#### Exercise instructions:
1 > Check each statement against the Cuneus text and mark it yes or no, quoting the words of the text that settle it: (a) Bind group 0 is managed by the engine. (b) Running kernels with `.dispatch_stage()` raises the frame counter on its own. (c) In the texture-based multi-pass model, intermediate results are kept in storage buffers.
2 > According to the Cuneus text, which dispatch method is the recommended one?

#### Supplied text:
[Start]

Cuneus enforces a standard bind group layout to create a stable and predictable contract between your Rust code and your WGSL shader. This eliminates the need to manually track binding numbers.

| Group | Binding(s) | Description | Configuration |
| :--- | :--- | :--- | :--- |
| **0** | `@binding(0)` | **Per-Frame Data** (Time, frame count). | Engine-managed. Always available. |
| **1** | `@binding(0)`<br/>`@binding(1)`<br/>`@binding(2..)` | **Primary I/O & Params**. Output texture, your custom `UniformProvider`, and an optional input texture. | User-configured via builder (`.with_custom_uniforms()`, `.with_input_texture()`). |
| **2** | `@binding(0..N)` | **Global Engine Resources**. Mouse, fonts, audio buffer, atomics, and media channels. The binding order is fixed. | User-configured via builder (`.with_mouse()`, `.with_fonts()`, etc.). |
| **3** | `@binding(0..N)` | **User Data & Multi-Pass I/O**. User-defined storage buffers or textures for multi-pass feedback loops. | User-configured via builder (`.with_storage_buffer()` or `.with_multi_pass()`). |

### 4. Execution Models (Dispatching)

- **Automatic (`.dispatch()`):** This is the recommended method. It executes the entire pipeline you defined in the builder (including all multi-pass stages) and automatically increments the frame counter.
- **Manual (`.dispatch_stage()`):** This gives you fine-grained control to run specific compute kernels from your WGSL file. It is essential for advanced patterns like path tracing accumulation or conditional updates. **You must manually increment `compute_shader.current_frame` when using this method.**

### 5. Multi-Pass Models

The framework elegantly handles two types of multi-pass computation:

1. **Texture-Based (Ping-Pong):** Ideal for image processing and feedback effects. Intermediate results are stored in textures.

[End]

#### Records shown:
[Start]

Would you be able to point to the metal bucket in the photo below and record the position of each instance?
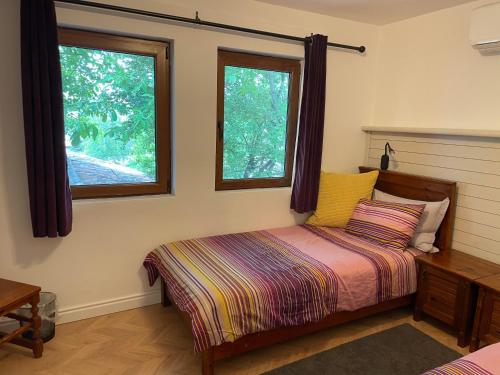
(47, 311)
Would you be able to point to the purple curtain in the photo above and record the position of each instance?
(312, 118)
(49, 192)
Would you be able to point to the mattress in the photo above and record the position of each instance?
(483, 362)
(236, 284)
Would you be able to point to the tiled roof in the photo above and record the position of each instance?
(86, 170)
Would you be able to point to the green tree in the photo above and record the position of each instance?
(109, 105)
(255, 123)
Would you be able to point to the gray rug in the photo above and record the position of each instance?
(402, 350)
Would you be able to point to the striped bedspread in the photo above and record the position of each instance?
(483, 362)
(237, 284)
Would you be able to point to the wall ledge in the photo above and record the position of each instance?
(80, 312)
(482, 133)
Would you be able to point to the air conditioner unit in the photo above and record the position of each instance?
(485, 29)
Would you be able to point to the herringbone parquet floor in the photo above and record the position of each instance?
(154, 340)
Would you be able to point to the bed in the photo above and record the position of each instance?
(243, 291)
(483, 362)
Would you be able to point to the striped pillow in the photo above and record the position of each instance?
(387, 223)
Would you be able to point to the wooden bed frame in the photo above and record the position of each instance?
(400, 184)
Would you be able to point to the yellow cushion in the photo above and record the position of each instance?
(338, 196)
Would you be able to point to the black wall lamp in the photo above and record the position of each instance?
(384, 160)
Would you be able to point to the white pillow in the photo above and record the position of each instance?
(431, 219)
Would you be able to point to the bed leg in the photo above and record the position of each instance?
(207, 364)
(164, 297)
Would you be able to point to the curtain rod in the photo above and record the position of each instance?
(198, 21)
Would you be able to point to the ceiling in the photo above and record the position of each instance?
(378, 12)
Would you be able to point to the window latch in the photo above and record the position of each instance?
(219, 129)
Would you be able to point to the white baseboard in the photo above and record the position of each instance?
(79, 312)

[End]
[Start]

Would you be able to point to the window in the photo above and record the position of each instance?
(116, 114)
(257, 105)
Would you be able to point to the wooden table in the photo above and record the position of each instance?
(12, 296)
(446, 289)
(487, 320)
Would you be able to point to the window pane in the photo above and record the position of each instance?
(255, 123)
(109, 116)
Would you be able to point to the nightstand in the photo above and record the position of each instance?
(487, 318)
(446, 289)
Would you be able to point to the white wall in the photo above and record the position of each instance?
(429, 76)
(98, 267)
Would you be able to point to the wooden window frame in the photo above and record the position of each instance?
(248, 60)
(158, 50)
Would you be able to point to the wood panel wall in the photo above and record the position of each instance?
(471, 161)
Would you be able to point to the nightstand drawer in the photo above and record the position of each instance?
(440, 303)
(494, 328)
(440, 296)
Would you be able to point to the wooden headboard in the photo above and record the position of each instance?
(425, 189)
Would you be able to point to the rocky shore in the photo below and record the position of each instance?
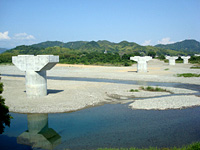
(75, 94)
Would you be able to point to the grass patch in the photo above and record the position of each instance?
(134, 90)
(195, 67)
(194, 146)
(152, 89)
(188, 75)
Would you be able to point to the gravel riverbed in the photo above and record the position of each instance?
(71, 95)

[End]
[Start]

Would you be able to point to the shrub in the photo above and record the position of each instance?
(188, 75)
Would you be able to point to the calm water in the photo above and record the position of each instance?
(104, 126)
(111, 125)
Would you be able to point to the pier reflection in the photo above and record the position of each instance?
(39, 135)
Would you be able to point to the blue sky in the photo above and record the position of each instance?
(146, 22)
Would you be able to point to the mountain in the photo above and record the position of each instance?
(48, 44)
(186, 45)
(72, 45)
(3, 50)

[End]

#### Answers to the exercises:
1 >
(a) Yes: "Engine-managed. Always available."
(b) No: "You must manually increment `compute_shader.current_frame` when using this method."
(c) No: "Intermediate results are stored in textures."

2 > The automatic `.dispatch()` method.